• [WORK TO COMPLETE]: Could you render everything from the start of the rows down to and including the line containing "box: [257, 534, 1024, 1006]" as a JSON list of strings, one string per line, with blank lines left out?

Stored items:
# # # #
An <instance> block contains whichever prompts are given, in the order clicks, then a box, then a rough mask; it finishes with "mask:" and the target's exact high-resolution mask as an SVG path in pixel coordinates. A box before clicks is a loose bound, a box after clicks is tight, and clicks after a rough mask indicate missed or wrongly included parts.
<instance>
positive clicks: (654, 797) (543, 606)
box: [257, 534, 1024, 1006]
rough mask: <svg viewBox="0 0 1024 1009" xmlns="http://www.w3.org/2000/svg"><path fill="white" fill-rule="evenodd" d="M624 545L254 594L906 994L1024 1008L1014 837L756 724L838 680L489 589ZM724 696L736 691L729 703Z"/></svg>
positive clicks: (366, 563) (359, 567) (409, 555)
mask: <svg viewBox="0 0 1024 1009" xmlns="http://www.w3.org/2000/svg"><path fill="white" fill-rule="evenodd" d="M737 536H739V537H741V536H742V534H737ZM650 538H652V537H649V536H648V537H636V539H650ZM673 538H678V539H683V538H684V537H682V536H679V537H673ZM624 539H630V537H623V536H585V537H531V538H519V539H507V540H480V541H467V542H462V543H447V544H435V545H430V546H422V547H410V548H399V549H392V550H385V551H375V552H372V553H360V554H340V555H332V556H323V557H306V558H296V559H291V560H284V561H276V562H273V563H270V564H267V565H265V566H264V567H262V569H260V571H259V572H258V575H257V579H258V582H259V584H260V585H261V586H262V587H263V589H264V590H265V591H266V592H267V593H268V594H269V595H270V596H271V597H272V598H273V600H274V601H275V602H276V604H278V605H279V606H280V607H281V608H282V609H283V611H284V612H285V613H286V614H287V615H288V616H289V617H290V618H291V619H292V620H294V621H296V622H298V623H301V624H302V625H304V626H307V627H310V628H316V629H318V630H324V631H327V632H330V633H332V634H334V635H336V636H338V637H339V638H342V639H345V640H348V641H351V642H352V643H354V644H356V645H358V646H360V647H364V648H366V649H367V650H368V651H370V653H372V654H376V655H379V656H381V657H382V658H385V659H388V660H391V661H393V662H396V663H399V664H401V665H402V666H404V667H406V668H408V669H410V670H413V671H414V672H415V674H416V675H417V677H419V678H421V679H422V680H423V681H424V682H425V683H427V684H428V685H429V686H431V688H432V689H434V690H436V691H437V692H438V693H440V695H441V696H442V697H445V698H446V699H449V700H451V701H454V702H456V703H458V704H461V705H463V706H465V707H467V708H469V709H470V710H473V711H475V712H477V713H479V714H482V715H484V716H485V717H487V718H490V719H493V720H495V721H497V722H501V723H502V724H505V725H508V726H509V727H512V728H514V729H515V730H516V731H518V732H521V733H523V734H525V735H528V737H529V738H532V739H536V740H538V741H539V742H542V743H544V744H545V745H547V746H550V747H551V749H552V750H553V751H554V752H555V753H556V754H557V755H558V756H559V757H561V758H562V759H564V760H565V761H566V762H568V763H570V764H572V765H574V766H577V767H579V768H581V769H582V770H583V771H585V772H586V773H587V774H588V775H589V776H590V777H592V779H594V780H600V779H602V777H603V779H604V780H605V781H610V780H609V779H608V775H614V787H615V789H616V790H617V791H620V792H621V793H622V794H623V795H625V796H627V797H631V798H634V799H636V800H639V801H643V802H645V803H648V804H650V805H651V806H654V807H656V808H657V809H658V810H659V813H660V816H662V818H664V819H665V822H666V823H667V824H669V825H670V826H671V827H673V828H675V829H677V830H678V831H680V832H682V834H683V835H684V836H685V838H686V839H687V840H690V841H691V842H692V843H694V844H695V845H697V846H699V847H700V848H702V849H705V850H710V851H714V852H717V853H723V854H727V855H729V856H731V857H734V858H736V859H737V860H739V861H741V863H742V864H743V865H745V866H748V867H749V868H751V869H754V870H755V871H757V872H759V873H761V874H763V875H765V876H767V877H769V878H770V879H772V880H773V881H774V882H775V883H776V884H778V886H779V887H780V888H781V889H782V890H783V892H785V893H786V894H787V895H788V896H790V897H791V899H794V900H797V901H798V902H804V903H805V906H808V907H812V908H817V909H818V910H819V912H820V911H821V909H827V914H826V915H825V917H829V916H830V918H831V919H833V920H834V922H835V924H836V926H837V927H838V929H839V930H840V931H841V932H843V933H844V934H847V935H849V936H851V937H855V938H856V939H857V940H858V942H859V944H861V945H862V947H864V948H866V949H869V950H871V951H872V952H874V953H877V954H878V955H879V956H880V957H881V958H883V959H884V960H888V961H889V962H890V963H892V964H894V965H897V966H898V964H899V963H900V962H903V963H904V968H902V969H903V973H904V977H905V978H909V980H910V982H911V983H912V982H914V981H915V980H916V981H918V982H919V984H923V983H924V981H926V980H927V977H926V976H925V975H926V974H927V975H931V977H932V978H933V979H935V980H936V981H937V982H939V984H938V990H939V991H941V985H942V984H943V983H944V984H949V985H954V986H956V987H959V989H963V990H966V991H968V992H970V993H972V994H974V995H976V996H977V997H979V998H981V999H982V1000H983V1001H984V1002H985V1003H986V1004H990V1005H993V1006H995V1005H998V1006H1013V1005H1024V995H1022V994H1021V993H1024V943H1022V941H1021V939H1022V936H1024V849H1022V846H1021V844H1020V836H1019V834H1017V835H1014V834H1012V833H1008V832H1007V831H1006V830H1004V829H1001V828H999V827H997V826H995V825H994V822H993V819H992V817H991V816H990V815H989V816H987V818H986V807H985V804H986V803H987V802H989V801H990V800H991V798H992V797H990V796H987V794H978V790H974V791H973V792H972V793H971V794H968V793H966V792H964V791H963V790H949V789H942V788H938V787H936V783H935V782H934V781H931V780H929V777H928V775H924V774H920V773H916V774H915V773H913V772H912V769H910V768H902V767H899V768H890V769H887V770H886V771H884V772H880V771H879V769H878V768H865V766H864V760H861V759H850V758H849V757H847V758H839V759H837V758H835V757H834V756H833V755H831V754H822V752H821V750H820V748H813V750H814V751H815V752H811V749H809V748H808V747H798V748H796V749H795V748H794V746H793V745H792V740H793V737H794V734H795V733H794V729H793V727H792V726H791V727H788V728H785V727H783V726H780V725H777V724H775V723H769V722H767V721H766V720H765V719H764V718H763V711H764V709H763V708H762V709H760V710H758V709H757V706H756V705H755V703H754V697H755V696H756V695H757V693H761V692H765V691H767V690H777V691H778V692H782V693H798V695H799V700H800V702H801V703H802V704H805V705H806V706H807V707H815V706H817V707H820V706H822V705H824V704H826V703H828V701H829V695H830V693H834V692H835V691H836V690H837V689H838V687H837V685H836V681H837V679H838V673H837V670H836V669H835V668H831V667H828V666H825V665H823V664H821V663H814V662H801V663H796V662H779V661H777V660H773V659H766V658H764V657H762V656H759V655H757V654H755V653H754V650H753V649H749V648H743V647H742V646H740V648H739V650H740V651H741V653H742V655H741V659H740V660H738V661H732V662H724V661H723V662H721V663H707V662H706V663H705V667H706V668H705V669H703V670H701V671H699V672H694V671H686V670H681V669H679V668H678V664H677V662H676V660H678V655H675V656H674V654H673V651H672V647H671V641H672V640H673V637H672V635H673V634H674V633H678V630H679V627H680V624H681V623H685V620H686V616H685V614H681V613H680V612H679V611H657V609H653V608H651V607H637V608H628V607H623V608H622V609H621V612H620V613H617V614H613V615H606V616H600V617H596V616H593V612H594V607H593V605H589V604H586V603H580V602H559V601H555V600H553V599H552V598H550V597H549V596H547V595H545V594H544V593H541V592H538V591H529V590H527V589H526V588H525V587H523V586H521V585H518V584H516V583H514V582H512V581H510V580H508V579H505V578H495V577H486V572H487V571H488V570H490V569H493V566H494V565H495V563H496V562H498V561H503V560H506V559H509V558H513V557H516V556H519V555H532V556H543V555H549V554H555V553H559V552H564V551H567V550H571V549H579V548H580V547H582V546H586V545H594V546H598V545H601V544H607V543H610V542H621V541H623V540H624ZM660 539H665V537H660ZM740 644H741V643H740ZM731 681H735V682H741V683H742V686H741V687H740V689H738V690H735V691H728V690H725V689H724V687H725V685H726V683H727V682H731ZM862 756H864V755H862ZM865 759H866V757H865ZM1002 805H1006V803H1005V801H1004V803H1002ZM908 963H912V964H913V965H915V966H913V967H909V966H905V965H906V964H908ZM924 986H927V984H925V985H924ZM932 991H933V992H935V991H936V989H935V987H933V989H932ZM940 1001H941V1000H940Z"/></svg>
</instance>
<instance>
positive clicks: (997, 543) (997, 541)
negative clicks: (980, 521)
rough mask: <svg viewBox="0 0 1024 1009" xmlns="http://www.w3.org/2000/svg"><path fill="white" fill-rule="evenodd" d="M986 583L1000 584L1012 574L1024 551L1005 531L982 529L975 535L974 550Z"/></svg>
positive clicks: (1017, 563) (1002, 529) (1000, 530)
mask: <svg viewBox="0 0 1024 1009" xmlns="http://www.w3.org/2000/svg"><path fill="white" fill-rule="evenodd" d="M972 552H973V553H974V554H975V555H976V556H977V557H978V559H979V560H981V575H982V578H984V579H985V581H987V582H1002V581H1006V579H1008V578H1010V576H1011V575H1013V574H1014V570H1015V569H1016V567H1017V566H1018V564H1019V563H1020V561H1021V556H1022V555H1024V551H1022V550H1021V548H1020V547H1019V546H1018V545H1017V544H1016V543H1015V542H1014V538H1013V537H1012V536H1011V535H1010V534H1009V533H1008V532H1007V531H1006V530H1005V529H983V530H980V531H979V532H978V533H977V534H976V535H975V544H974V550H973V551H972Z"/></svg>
# # # #
• [RESULT]:
[
  "An <instance> block contains whichever prompts are given, in the order clicks, then a box, then a rough mask; it finishes with \"mask:\" and the target's exact high-resolution mask as an SVG path in pixel coordinates. A box before clicks is a loose bound, a box after clicks is tight, and clicks after a rough mask indicate missed or wrongly included parts.",
  "<instance>",
  "positive clicks: (654, 797) (543, 606)",
  "box: [257, 534, 1024, 1006]"
]